▶ _Set exercise_
Please copy the data word for word, from the line that contains "of the sunglasses" through the line that contains "pixel 263 349", including both of those lines.

▶ _Materials provided_
####
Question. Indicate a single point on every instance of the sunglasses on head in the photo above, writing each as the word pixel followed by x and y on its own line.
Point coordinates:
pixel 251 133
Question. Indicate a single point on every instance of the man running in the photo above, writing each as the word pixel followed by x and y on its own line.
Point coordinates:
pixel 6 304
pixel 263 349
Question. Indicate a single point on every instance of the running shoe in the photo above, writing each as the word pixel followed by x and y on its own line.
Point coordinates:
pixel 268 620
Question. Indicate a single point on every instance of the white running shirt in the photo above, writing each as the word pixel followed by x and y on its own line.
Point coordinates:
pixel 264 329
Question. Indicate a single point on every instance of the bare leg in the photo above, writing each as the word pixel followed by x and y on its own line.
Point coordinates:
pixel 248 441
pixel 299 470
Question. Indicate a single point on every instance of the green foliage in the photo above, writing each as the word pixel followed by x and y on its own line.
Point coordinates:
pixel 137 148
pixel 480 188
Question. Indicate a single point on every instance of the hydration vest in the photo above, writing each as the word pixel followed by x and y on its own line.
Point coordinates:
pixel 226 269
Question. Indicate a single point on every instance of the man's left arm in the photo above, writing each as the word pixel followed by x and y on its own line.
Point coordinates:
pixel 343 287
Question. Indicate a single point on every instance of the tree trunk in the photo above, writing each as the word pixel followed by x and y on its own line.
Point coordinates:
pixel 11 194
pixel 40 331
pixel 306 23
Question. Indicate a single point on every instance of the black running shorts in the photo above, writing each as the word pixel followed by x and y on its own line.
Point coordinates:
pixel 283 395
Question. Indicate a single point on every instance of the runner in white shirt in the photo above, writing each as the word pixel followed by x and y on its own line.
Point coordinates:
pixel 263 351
####
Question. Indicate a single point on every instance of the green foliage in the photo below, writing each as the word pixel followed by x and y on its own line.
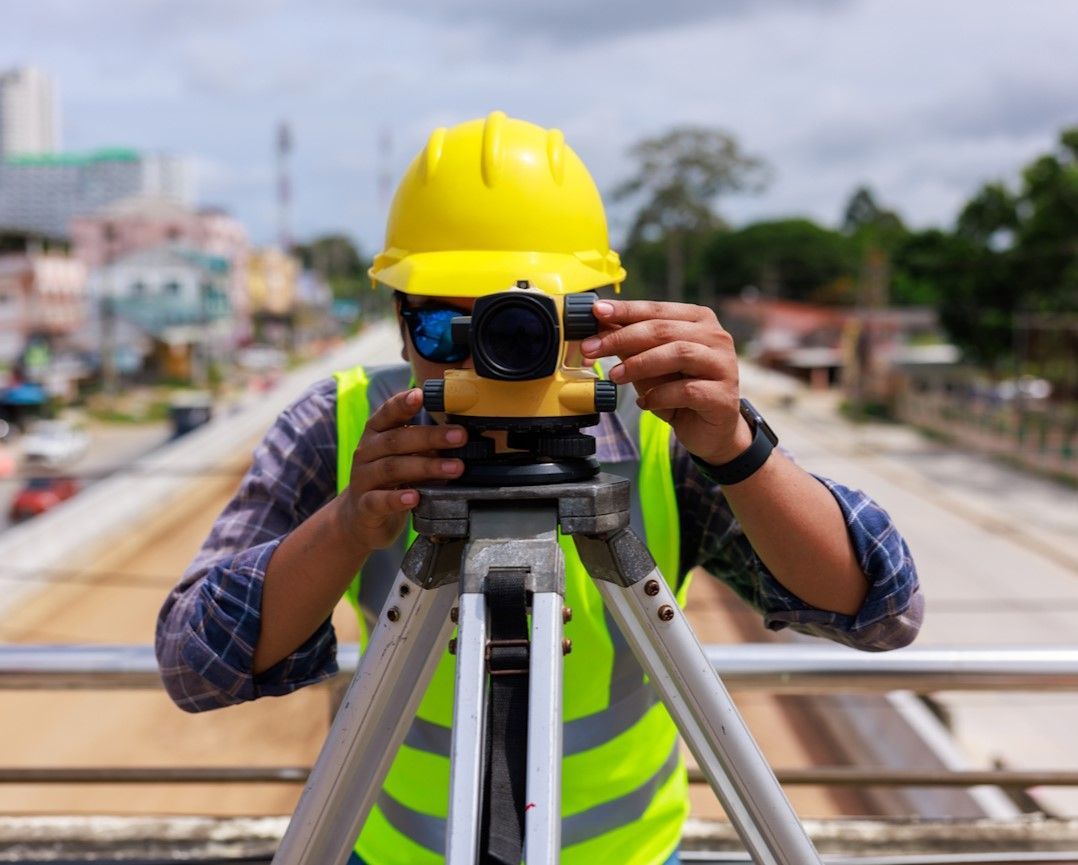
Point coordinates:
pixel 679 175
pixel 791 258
####
▶ _Correct output_
Question. Indicate a single point on every instance of the sunglasses on head in the photo above, writing each as the word pixel followed by x and y on its own line.
Point coordinates:
pixel 251 133
Question. Indicate a single point on every instance of the man running in the photo above, writing each as the word pixel followed by x and y on its own line.
Point coordinates:
pixel 6 304
pixel 263 349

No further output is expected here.